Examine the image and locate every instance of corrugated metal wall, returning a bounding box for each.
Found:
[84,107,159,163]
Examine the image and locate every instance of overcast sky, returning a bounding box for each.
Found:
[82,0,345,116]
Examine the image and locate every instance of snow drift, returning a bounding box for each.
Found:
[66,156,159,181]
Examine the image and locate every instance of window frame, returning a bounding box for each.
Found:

——

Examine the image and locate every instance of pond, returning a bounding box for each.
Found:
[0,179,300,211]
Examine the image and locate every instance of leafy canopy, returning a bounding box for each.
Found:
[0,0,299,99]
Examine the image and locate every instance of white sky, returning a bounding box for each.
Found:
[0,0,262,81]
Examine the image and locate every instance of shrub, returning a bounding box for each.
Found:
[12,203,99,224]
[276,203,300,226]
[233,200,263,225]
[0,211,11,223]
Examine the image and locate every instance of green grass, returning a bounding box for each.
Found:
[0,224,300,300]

——

#### Required work:
Reproduce without change the lines of the entries that start with the line containing "Examine the image and locate every instance of white" and run through the line containing "[0,224,300,300]".

#### Correct answer:
Examine the image and locate every instance of white sky, returning a bounding box for each.
Found:
[0,0,262,81]
Examine the image and locate every instance of shrub, returning a bounding box for each.
Found:
[12,203,99,224]
[276,203,300,226]
[233,200,263,225]
[0,211,11,223]
Examine the image and locate every instance of green grass, returning a bounding box for each.
Found:
[0,224,300,300]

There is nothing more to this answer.